◆ **Exercise brief**: Could you continue the notebook passage on AGGAG motif positions and fitness from where it stops?

◆ **Passage**:
-- Opening Marker --

We start by simply visualizing the average fitness of sequences having the core AGGAG motif at different positions by plotting the constant term under each gauge and comparing it with the average fitness in the whole landscape and the fitness of the wild-type sequence AAGGAGGUG.
[8]:
theta0 = theta_aligned.loc[theta_aligned["k"] == 0, :].copy()
theta0
[8]:
| -13 | -12 | -11 | -10 | -9 | orbit | subseq | k | |
|---|---|---|---|---|---|---|---|---|
| ((), ) | 1.861897 | 2.186185 | 2.21172 | 1.906598 | 1.101074 | () | 0 |
[9]:
mean_f = function.values.mean()
wt_f = function.loc["AAGGAGGUG"].values[0]
mean_color = "C3"
cons_color = "C2"
fig, ax = plt.subplots(1, 1, figsize=(3, 1.75))
means = theta0[positions].values.flatten()
ax.scatter(positions, means, c="black", s=7)
ax.plot(positions, means, c="black", lw=0.9)
ax.axhline(mean_f, c=mean_color, linestyle="--", lw=0.5)
ax.axhline(wt_f, c=cons_color, linestyle="--", lw=0.5)
ax.set(
xticks=positions, # Set ticks BEFORE ticklabels
xticklabels=positions,
ylim=(0.4, 2.75),
)
ax.text(x=-10, y=wt_f, s="wild type", fontsize=9, ha="left", va="bottom", color=cons_color)
ax.text(x=-13, y=mean_f, s="average", fontsize=9, ha="left", va="bottom", color=mean_color)
ax.tick_params(axis='both', which='major', length=2)
ax.set_xlabel("register", labelpad=1)
ax.set_ylabel("parameter", labelpad=1)
fig.tight_layout(pad=0.2)
This shows that the optimal position of the AGGAG motif relative to the start codon in the dmsC gene is at registers -12 and -11, and fitness drops dramatically when the motif is located at position -9.
Next, we visualize the additive coefficients around each fitness peak at the core positions
[10]:
theta_add = theta_aligned.loc[theta_aligned["k"] == 1, :].copy()
theta_add["position"] = [x[0]+1 for x in theta_add["orbit"]]
theta_lc_positions = {
position: pd.pivot(
theta_add, index="subseq", columns="position", values=position
)
for position in positions
}
[21]:
fig, axes = plt.subplots(
5,
1,
figsize=(2, 6),
)
for ax, (position, theta_lc) in zip(axes, theta_lc_positions.items()):
# Invert the y-axis order so lower y values are at the top
sns.heatmap(
theta_lc.iloc[::-1, :], # reverse rows for y-axis inversion
ax=ax,
cmap="coolwarm",
center=0,
cbar=False,
vmin=-1.5,
vmax=1.5,
)
xs = np.arange(5)

-- Closing Marker --

◆ **Exercise data**:
-- Opening Marker --

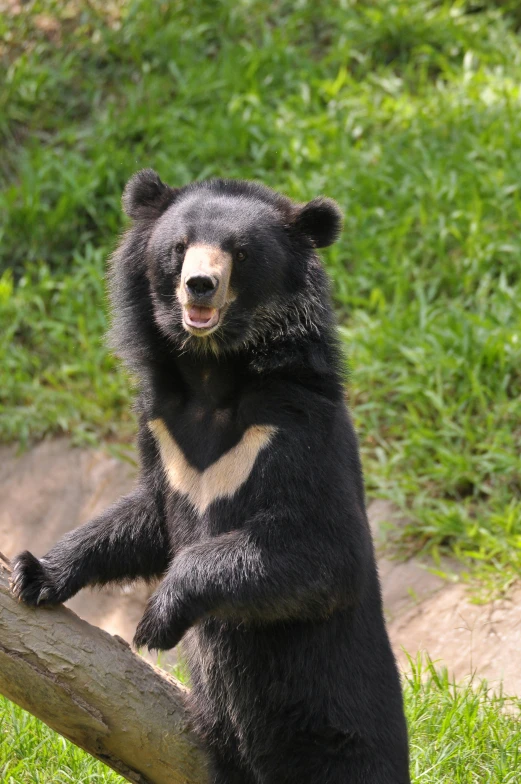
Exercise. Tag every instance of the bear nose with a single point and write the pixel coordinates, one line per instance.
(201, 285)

-- Closing Marker --
-- Opening Marker --

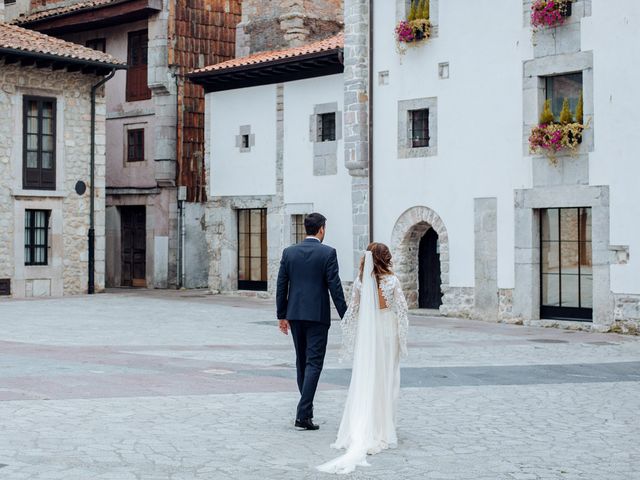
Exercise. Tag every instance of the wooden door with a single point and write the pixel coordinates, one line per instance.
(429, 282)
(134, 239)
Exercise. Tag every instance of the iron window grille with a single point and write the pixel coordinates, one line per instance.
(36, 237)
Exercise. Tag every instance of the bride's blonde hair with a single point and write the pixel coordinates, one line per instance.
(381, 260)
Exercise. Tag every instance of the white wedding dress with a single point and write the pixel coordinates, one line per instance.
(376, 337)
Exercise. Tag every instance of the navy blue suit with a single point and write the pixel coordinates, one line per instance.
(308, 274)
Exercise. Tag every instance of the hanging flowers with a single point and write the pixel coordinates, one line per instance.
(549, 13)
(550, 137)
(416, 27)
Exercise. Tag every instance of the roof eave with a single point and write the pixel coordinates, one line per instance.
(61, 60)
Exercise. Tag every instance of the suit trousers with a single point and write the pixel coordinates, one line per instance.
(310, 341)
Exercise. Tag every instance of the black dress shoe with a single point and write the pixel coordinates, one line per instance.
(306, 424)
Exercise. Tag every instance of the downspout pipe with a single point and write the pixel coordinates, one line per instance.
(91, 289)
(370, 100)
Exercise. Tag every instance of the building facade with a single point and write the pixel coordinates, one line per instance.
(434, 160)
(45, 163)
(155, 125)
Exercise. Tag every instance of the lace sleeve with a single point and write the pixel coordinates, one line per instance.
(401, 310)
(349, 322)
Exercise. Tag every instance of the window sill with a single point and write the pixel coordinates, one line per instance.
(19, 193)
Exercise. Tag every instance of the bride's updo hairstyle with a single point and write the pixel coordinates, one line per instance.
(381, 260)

-- Closing Marker --
-- Opening Marker --

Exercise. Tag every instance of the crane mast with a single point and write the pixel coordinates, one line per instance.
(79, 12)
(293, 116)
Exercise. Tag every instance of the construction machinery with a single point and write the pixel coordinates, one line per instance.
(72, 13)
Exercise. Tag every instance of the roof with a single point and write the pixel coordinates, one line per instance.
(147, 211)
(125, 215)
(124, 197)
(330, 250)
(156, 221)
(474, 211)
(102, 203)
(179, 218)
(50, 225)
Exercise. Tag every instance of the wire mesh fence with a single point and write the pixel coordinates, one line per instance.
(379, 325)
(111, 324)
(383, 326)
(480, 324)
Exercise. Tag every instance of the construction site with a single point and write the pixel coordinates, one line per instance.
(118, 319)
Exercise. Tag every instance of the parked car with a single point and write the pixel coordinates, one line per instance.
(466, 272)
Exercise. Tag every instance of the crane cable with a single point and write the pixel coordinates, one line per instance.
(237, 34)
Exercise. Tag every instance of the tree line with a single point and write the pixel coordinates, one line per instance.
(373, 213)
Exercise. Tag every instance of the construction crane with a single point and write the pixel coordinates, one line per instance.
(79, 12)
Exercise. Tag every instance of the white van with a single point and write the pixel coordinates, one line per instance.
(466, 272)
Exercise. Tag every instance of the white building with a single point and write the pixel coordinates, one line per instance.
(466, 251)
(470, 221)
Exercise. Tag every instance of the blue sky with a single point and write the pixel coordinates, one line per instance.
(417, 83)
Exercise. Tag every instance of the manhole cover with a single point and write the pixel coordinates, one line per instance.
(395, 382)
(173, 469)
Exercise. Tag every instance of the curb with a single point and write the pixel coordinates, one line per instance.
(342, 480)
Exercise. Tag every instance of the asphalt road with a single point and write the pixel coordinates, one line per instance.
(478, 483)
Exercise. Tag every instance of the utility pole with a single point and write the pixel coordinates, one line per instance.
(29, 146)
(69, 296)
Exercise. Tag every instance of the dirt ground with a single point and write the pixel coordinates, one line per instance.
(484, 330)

-- Closing Marker --

◆ **Task result**:
ys = np.array([0, 2, 2, 0, 2])
# Adjust scatter y positions to match inverted y-axis
ax.scatter(xs + 0.5, (3 - ys) + 0.5, c="black", s=2)
ax.set(
ylabel=f"register {position}",
xlabel="",
aspect=.8,
ylim=(0, 4), # 4 rows (ACGU): still needed for axis scaling, y inverted by data order
xlim=(0, 5), # 5 columns (positions 1-5)
)
# Keep yticklabels in same logical order (e.g., ACGU mapped to 0,1,2,3 originally)
# But now since the DataFrame is inverted, flip the order of ticklabels
ax.set_yticks(np.arange(4)+0.5, labels=list('ACGU')[::-1], rotation=0, fontsize=8)
ax.set_xticks(np.arange(5)+0.5, labels=np.arange(1, 6), rotation=90, fontsize=8)
ax.tick_params(axis='x', length=0)
ax.tick_params(axis='y', length=0)
sns.despine(ax=ax, top=False, right=False)
ax.set(xlabel="position in core")
fig.tight_layout()
These heatmaps show that mutations away from the canonical AGGAG motif are deleterious across all registers, but also that their quantitative effects are very similar to each other.
Next, we investigate whether the same applies to the pairwise coefficients
[12]:
pos_alleles = [f"{p}{a}" for p, a in product(range(5), alphabet)]
theta_pw = theta_aligned.loc[theta_aligned["k"] == 2, :].copy()
theta_pw["pos_allele_1"] = [
f"{orbit[0]}{subseq[0]}"
for orbit, subseq in theta_pw[["orbit", "subseq"]].values
]
theta_pw["pos_allele_2"] = [
f"{orbit[1]}{subseq[1]}"
for orbit, subseq in theta_pw[["orbit", "subseq"]].values
]
theta_lclc_positions = {
position: pd.pivot(
theta_pw,
index="pos_allele_1",
columns="pos_allele_2",
values=position,
)
.reindex(pos_alleles)
.T.reindex(pos_alleles)
.T
for position in positions
}
[22]:
fig, axes = plt.subplots(
5,
1,
figsize=(3, 8),
)
for ax, (position, theta_lclc) in zip(
axes, theta_lclc_positions.items()
):
theta_lclc = theta_lclc.to_numpy().reshape(5, 4, 5, 4)
ax, cbar = heatmap_pairwise(
theta_lclc,
alphabet=alphabet,
seq="AGGAG",
ax=ax,
clim=(-1.5, 1.5),
ccenter=0,
sepline_kwargs={"lw": 0.5, "c": "black"},
show_alphabet=True,
show_position=False,
alphabet_size=4,
cmap_size="4%",
)
cbar.set_ticks([-1.0, 0.0, 1.0],
labels=["-1", "0", "1"],
size=0, # Turn off major tick length
minor=False,
fontsize=6)
# Set cbar tick_params to half the default length (default is 4.0, so use 2.0)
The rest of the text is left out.